SET PROBLEM:
Reproduce the listing word for word from the line with "the rider in" to the line with "pixel 466 235", both lines included.

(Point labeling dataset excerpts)
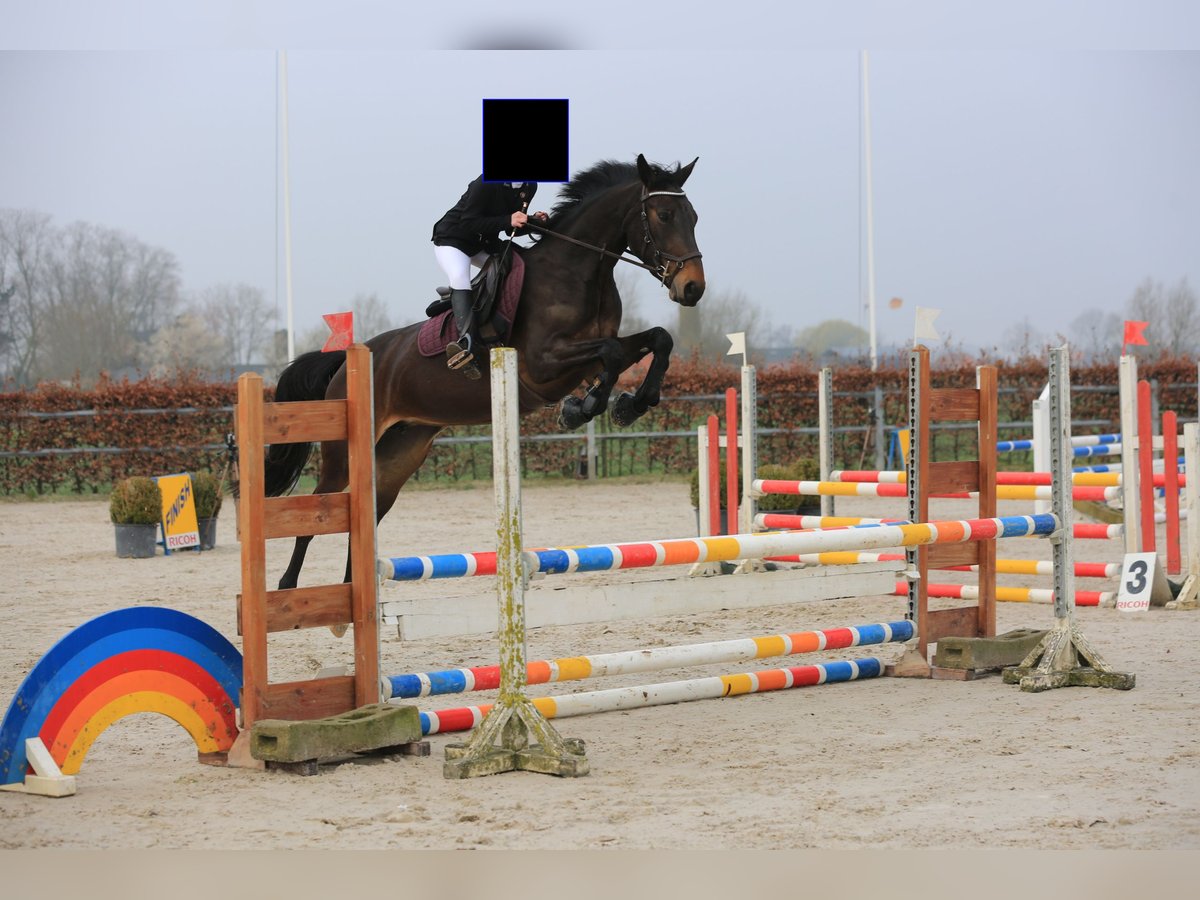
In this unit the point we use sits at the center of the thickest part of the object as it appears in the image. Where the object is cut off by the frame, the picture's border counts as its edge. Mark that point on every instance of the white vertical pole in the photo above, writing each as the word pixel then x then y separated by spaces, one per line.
pixel 702 473
pixel 749 447
pixel 825 433
pixel 1039 413
pixel 870 215
pixel 507 487
pixel 1061 460
pixel 591 450
pixel 287 204
pixel 1131 499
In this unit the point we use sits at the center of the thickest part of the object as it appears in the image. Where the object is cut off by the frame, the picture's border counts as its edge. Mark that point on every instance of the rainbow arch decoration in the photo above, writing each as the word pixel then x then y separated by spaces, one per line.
pixel 145 659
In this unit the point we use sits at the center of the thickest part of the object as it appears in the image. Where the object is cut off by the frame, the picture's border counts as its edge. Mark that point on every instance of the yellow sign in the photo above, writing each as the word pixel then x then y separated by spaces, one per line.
pixel 179 525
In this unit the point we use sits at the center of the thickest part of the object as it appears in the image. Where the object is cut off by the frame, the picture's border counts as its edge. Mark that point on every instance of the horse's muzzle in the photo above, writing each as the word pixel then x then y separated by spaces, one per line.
pixel 688 286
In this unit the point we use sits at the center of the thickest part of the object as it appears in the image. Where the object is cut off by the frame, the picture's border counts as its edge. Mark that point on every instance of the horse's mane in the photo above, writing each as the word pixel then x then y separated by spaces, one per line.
pixel 587 185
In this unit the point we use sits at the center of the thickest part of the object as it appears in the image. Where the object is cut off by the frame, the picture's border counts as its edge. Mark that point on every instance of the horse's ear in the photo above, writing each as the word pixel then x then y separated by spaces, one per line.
pixel 643 171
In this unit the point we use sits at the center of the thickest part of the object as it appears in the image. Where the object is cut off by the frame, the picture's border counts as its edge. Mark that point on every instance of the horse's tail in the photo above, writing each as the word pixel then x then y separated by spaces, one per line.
pixel 305 378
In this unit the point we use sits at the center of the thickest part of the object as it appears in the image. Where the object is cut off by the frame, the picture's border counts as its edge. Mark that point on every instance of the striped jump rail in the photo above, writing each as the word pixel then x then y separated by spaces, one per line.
pixel 1080 531
pixel 1003 567
pixel 1014 595
pixel 875 489
pixel 606 557
pixel 1092 479
pixel 570 669
pixel 653 695
pixel 1158 466
pixel 1089 445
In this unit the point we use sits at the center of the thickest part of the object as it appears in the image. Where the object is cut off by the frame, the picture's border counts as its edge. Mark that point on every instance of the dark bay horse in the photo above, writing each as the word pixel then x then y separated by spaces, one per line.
pixel 565 334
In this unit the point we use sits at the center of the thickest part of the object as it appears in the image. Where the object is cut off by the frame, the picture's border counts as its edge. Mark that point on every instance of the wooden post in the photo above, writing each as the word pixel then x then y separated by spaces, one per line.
pixel 262 612
pixel 1063 657
pixel 502 742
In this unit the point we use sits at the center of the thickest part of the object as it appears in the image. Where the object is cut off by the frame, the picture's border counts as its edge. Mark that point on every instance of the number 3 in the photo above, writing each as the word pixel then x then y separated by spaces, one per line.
pixel 1138 569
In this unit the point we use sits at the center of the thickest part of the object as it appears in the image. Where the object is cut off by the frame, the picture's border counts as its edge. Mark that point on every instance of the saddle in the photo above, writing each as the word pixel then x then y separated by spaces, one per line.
pixel 497 292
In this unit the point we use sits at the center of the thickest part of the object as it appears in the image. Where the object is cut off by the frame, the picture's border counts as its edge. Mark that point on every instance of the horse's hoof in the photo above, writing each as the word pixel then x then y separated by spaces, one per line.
pixel 570 414
pixel 624 411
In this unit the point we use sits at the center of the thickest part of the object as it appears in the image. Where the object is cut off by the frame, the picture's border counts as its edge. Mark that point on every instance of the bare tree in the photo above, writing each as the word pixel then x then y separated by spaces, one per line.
pixel 1181 313
pixel 107 294
pixel 24 245
pixel 724 312
pixel 241 319
pixel 189 345
pixel 1096 335
pixel 1021 340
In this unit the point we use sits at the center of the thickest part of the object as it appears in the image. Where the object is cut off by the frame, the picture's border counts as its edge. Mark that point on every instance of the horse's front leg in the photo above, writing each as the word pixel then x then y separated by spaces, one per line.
pixel 615 360
pixel 630 407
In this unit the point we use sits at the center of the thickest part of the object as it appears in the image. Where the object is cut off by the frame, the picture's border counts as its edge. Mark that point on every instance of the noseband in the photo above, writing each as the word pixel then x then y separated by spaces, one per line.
pixel 660 268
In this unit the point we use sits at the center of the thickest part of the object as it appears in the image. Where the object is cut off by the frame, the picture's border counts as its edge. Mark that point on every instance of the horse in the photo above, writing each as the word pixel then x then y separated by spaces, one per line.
pixel 565 331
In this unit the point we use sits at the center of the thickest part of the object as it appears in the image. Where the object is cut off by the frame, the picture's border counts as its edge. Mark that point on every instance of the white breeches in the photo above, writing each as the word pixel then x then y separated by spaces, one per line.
pixel 457 264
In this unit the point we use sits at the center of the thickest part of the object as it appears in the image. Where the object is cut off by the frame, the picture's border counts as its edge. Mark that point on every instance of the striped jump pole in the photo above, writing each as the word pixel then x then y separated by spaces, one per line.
pixel 874 489
pixel 653 695
pixel 569 669
pixel 1007 447
pixel 606 557
pixel 1092 479
pixel 1003 567
pixel 787 520
pixel 1111 449
pixel 1080 531
pixel 771 544
pixel 1013 595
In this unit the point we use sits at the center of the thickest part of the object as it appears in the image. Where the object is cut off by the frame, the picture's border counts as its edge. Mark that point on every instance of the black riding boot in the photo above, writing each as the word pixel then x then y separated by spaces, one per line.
pixel 460 354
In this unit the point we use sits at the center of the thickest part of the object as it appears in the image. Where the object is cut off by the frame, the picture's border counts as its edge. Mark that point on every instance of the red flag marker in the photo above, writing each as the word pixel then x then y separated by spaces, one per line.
pixel 1135 334
pixel 342 325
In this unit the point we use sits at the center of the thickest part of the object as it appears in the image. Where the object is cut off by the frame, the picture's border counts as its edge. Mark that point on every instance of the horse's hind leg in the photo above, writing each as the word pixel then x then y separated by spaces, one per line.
pixel 399 454
pixel 630 407
pixel 334 478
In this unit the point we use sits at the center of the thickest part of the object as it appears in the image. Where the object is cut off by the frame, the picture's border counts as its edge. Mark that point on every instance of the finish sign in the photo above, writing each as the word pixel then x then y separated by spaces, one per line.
pixel 180 527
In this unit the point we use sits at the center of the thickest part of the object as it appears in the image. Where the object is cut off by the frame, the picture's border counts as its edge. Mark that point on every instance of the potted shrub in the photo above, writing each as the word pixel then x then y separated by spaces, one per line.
pixel 136 509
pixel 207 493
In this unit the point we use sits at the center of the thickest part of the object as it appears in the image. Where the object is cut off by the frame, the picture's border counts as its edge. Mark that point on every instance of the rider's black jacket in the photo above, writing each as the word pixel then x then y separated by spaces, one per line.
pixel 484 210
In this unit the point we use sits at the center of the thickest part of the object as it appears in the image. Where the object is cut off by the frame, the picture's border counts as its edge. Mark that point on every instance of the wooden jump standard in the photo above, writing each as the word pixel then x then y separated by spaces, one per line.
pixel 262 612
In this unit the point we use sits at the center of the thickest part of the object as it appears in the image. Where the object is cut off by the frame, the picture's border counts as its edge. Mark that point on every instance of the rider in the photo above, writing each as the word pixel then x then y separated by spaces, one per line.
pixel 466 235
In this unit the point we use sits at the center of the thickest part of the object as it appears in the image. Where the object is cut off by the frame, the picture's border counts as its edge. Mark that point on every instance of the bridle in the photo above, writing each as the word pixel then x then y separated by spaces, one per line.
pixel 659 269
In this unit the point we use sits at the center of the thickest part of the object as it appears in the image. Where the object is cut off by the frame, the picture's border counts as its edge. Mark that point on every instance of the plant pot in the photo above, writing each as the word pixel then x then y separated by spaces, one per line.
pixel 208 528
pixel 136 541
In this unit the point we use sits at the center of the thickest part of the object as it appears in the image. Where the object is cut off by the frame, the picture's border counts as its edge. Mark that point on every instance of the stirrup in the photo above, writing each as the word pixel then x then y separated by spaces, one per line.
pixel 460 359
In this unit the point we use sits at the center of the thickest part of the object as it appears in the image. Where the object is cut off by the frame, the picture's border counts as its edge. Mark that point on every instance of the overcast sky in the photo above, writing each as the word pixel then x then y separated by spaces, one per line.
pixel 1029 167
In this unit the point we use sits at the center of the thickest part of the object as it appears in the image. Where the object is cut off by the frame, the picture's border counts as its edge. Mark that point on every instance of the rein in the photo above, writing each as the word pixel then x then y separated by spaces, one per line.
pixel 659 269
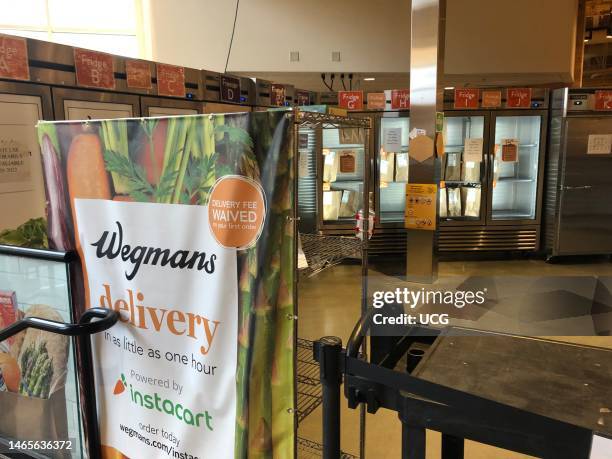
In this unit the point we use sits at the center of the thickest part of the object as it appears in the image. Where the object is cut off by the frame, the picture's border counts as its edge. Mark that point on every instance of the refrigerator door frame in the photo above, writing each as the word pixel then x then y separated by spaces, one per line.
pixel 543 114
pixel 376 123
pixel 62 94
pixel 485 184
pixel 147 102
pixel 346 226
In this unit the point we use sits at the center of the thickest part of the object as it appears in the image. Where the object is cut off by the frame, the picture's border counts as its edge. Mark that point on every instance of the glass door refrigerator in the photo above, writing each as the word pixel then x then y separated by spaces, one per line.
pixel 341 169
pixel 507 214
pixel 390 175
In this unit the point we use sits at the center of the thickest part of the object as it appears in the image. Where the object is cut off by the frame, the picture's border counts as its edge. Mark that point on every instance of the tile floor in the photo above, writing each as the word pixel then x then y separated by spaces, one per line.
pixel 329 304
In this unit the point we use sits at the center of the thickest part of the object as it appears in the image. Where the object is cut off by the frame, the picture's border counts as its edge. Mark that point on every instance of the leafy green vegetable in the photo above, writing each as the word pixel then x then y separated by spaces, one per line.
pixel 32 233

SOLUTION:
In this unit the point we use sits at the center of the thickest part of the object as it appears in the image. Where the object is cut off by the frame, the picture's border counts as its edge. Mark that point on every instance of the rider in the photo above, writing each as the word pixel then x then y separated by spaces, one per line.
pixel 466 235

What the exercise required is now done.